PROVIDED PASSAGE =>
+===+

So we’ve been looking for the most shady paths to take. It’s all pretty subjective, though. I mean, “Hey, that place we went walking last week was pretty shady.” So we go there and it takes X amount of walking in the sunshine to *get* to the shady place.

After I dropped off my purse, I hit the Leon Creek Greenway. While I was walking, I took a picture every 10-ish minutes (I missed one and took it three minutes late, so the picture before that was 13 minutes before and the next one was 6 minutes after). I stopped right after my sixth picture and the next time I have time to walk on the greenway (mid-November, probably), I’ll start from where I took that picture and then take pictures every 10 minutes.

This was the most shade I photographed on this outing. We’ll see what happens in future trips.

Then I’ll do the same thing on the Salado Creek Greenway and make movies of each greenway and see which areas of each seem to have more shade and next summer (if there is a next summer), Evelyn and I will take the dogs here.

+===+

Collected data
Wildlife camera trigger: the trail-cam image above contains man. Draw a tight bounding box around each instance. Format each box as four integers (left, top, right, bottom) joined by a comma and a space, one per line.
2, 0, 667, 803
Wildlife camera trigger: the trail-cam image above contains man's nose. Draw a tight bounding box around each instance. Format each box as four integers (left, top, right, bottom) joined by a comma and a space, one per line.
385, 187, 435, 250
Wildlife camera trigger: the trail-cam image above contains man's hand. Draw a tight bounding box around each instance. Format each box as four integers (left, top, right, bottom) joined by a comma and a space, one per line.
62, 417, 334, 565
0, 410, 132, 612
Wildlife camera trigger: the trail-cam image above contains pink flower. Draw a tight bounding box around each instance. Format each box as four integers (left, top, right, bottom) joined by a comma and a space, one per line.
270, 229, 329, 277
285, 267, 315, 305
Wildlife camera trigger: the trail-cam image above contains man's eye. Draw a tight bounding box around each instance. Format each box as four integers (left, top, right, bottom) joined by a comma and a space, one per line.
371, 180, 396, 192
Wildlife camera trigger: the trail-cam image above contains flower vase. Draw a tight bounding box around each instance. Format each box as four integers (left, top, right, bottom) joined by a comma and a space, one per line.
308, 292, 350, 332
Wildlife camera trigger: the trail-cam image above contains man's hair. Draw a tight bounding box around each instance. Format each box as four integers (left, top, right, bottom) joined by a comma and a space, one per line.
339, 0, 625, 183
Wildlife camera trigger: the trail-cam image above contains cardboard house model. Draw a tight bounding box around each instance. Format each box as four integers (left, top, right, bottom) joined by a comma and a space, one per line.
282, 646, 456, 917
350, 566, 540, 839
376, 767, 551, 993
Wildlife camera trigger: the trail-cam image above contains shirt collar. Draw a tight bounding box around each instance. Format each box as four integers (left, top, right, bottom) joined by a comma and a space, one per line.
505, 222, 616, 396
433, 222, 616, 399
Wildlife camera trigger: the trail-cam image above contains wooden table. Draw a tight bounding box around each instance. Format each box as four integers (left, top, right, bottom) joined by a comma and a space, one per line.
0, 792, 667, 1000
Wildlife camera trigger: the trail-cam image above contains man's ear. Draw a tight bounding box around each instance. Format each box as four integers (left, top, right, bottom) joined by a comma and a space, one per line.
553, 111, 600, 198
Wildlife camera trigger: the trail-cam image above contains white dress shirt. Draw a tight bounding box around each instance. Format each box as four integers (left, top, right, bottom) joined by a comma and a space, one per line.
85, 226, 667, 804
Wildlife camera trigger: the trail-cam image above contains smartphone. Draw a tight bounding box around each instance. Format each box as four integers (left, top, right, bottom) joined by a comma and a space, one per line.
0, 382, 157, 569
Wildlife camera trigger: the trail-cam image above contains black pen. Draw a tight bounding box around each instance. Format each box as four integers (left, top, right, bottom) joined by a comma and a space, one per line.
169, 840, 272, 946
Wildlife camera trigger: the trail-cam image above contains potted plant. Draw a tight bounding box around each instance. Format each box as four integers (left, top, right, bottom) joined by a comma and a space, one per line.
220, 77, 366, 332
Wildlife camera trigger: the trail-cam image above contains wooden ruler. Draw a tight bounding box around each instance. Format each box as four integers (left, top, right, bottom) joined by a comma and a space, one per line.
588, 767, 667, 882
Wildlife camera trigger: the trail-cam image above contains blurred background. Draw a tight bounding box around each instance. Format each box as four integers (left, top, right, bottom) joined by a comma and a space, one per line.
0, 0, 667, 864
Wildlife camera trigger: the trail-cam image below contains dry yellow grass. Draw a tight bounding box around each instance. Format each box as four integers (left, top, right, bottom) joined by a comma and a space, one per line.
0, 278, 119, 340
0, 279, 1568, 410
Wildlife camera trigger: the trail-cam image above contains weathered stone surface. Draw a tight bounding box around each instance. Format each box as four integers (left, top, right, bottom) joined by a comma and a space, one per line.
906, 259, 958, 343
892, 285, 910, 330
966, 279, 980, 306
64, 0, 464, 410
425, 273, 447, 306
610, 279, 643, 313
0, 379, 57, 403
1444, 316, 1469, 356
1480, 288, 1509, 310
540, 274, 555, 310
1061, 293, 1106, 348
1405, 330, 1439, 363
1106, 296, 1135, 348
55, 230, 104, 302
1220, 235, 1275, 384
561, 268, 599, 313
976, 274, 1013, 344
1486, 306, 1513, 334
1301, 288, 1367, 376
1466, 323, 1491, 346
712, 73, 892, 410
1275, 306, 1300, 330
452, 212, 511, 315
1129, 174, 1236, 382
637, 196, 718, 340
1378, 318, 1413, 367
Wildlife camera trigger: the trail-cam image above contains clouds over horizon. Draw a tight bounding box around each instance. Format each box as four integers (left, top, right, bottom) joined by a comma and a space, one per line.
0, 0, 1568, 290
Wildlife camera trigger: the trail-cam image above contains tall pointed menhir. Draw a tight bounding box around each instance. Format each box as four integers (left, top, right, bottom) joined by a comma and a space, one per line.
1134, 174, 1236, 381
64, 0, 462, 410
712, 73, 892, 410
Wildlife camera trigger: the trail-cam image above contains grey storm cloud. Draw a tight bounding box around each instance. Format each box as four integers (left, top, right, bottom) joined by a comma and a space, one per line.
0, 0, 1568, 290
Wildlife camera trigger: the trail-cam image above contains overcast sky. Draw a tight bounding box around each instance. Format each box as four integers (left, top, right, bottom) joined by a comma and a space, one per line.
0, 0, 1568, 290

+===+

TASKS TO PERFORM =>
- 1) Condense the paragraph of the passage about shady walking paths that begins "After I dropped off my purse" into a short bulleted list that keeps its main facts.
- 2) Extend the passage about shady walking paths, picking up after its last sentence.
The collected data has no connection to the passage about shady walking paths.

SET OF ANSWERS =>
- 1)
- After dropping off a purse, the writer walked the Leon Creek Greenway.
- A picture was taken about every 10 minutes; one was taken three minutes late, so it came 13 minutes after the previous picture and 6 minutes before the next.
- The walk ended right after the sixth picture.
- On the next greenway walk, probably in mid-November, the writer plans to start where that picture was taken and take pictures every 10 minutes.

- 2)
Now, as I said, this is imperfectly implemented. Ideally, I’d take these pictures from, like 11 am to 1 pm or something, but I enjoy having a job. I don’t have the time to visit the greenway every day during that two hours in order to get a perfect view.

So, the shadows will be longer in some pictures and shorter in others. Maybe if my dad wins the lottery, I can buy a drone and zip the drone down a greenway at noon on a weekday during the summer when there aren’t many people on it and get one perfect shot of exactly what the shade on the greenways look like at noon.

But for now, as long as I’m doing this with shoe leather and a cell phone camera, we’ll get what we get.

For our Gratuitous Amazon Link this time, we have The Authenticity Project, by Claire Pooley. Julian Jessop, a fairly well-known artist, decides that most of our problems stem from an inability to be honest about our true selves. So he writes his truth in a notebook and leaves it in a coffee shop, inviting the person who finds it to do the same and leave it somewhere else. In the course of the book, six people find the book, and then they find each other and their lives become more intertwined. I really enjoyed this one and hope that by putting this here, someone else will also find it and enjoy it like I did. This is the Kindle edition.

And My Pedometer Counts Had Been Going So Well . . .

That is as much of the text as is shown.